[Stored items]
◆ ◆ ◆ ◆ ◆

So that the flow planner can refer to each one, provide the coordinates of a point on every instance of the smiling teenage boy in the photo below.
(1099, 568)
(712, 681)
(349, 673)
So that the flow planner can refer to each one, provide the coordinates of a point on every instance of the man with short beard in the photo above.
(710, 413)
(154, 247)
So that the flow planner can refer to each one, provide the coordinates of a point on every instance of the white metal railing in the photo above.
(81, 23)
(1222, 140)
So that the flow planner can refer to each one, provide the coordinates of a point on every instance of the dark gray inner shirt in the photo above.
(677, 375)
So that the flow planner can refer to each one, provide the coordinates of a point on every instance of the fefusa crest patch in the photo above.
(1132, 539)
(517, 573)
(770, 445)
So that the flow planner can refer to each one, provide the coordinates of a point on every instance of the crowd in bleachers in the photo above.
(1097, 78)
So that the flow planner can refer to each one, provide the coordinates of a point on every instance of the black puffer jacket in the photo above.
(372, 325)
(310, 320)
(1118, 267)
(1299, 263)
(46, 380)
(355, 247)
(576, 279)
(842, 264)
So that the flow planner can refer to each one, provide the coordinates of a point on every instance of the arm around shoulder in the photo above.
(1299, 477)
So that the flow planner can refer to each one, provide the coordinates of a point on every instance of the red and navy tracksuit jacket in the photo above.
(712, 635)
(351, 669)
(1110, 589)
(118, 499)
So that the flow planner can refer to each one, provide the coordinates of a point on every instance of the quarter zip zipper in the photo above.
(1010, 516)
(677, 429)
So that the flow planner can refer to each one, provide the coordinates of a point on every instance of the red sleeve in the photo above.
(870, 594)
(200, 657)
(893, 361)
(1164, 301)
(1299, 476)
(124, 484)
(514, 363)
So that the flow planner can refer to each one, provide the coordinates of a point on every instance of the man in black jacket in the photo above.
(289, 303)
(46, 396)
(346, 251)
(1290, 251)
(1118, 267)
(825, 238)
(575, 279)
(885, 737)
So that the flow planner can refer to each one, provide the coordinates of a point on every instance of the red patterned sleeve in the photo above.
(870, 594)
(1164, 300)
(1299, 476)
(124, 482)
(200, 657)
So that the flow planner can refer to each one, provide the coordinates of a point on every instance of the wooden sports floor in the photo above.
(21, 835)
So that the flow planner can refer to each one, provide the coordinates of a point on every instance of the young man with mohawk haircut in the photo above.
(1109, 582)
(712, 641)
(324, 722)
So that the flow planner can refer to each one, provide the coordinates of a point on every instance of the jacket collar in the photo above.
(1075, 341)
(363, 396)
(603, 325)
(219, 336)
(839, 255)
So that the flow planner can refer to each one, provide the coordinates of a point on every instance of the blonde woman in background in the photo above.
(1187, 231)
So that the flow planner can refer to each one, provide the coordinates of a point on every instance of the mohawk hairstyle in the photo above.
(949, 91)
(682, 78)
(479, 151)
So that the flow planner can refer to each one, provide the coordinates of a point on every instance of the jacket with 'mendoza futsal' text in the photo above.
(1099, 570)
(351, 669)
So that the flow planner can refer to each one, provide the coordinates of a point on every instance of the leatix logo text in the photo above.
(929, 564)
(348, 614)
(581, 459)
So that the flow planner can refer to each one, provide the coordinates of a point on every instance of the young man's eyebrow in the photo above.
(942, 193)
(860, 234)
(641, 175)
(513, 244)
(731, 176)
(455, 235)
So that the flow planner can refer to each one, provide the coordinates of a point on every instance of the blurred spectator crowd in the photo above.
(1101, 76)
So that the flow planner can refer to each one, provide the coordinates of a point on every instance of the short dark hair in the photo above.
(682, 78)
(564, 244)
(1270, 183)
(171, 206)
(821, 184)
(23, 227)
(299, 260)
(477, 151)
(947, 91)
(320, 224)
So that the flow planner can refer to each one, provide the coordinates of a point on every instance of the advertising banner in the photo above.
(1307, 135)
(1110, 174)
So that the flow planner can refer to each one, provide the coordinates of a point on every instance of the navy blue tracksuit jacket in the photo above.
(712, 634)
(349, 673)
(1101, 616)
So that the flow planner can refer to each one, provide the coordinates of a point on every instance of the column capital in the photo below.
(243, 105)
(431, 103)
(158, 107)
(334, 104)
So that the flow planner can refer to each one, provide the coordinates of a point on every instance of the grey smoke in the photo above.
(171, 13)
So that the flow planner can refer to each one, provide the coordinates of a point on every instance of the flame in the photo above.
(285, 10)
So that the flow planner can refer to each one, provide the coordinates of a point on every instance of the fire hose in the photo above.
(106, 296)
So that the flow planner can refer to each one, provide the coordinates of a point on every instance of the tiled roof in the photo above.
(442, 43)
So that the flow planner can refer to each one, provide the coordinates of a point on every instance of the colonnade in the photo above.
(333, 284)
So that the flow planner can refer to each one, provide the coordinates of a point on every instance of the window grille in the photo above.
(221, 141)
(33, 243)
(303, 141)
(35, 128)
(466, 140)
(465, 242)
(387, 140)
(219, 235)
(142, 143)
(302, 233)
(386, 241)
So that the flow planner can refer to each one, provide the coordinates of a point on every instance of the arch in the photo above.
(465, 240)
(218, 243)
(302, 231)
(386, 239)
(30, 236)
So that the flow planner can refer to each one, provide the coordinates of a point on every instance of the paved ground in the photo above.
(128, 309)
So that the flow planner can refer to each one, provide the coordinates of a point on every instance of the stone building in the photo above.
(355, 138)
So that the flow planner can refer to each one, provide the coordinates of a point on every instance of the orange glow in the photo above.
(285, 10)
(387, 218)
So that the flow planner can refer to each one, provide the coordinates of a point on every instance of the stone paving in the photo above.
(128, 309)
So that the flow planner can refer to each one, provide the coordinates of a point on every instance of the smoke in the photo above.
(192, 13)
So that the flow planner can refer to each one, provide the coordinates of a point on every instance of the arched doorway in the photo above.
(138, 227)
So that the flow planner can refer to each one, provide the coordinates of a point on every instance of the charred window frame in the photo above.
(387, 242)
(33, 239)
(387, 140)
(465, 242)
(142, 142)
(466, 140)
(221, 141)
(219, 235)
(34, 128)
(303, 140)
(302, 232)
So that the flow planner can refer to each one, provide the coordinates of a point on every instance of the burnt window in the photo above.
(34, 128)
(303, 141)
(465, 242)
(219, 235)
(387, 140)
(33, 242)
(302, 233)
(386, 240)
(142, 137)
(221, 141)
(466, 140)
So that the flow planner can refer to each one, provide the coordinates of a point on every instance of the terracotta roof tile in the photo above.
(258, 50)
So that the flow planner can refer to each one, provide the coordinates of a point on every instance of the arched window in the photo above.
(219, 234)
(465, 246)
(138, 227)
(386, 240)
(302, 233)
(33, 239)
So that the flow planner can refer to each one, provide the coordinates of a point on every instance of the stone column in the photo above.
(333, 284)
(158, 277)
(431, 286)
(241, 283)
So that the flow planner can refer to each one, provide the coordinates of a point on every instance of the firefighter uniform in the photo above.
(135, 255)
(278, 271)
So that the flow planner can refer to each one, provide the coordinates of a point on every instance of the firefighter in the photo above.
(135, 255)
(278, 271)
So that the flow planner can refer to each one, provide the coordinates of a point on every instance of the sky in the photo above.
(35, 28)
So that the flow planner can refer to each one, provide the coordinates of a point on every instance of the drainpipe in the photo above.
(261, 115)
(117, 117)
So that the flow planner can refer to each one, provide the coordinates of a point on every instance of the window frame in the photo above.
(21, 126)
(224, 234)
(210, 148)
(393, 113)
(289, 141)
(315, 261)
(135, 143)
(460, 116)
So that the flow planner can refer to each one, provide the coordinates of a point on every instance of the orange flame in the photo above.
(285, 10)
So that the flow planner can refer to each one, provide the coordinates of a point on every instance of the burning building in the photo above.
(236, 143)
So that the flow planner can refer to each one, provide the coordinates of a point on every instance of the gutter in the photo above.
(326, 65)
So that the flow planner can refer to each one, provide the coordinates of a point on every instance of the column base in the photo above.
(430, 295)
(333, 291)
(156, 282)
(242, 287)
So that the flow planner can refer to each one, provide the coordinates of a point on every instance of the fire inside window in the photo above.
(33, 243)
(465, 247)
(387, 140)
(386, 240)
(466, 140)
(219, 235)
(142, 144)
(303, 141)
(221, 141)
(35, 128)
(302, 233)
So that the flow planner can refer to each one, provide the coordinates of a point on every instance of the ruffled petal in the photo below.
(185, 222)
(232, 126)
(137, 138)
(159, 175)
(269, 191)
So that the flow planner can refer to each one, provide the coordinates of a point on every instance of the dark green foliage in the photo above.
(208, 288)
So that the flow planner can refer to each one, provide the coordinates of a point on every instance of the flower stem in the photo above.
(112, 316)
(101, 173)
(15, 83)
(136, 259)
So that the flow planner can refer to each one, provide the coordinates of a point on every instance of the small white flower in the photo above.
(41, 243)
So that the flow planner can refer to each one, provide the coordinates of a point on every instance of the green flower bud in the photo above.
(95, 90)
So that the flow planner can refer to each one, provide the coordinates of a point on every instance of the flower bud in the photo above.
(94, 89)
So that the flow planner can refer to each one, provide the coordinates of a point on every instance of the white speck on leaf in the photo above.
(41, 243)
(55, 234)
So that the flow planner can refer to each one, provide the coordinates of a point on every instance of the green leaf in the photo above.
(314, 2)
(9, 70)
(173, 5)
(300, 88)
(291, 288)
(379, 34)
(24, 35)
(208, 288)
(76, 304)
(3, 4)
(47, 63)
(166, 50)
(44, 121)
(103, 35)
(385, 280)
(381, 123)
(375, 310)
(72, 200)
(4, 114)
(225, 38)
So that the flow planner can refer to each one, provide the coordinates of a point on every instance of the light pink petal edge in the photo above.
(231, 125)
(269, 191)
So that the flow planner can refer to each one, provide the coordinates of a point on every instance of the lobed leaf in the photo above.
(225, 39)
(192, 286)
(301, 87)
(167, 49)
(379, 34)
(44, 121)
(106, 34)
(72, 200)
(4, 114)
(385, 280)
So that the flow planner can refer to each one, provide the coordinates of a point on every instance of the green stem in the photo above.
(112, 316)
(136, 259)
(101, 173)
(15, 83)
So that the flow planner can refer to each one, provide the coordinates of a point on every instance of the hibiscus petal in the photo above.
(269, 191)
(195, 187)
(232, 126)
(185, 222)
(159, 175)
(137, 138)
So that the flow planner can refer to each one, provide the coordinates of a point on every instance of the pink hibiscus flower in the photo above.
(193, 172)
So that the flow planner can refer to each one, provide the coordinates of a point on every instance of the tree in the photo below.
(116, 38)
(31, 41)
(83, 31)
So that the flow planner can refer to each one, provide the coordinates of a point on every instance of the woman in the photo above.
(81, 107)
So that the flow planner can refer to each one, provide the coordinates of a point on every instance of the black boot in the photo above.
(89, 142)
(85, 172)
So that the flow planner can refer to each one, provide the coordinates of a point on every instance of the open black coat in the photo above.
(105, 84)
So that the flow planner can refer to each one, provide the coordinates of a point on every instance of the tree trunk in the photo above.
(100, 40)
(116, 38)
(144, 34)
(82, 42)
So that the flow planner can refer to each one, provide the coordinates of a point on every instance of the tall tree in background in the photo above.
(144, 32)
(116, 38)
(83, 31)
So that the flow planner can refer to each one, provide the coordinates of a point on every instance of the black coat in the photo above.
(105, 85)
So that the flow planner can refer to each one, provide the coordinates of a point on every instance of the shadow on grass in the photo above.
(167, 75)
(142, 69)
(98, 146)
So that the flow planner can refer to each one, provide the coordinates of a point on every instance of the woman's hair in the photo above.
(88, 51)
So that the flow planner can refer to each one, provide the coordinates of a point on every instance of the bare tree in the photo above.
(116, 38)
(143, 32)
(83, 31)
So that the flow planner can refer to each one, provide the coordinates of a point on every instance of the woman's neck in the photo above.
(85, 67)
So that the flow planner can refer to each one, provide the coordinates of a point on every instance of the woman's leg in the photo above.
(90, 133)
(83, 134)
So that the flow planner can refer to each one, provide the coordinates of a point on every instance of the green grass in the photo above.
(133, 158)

◆ ◆ ◆ ◆ ◆

| WORK TO BE COMPLETED |
Take the lines above from the one holding "neck in the photo above." to the last and output them exactly.

| EXERCISE ANSWER |
So that the flow planner can refer to each one, provide the coordinates of a point on every instance of the woman's neck in the photo above.
(85, 67)
So that the flow planner can refer to each one, provide the coordinates of a point on every instance of the woman's leg in the photo above.
(90, 133)
(83, 134)
So that the flow planner can refer to each one, provide the coordinates of a point on every instance of the green grass in the photo above.
(133, 158)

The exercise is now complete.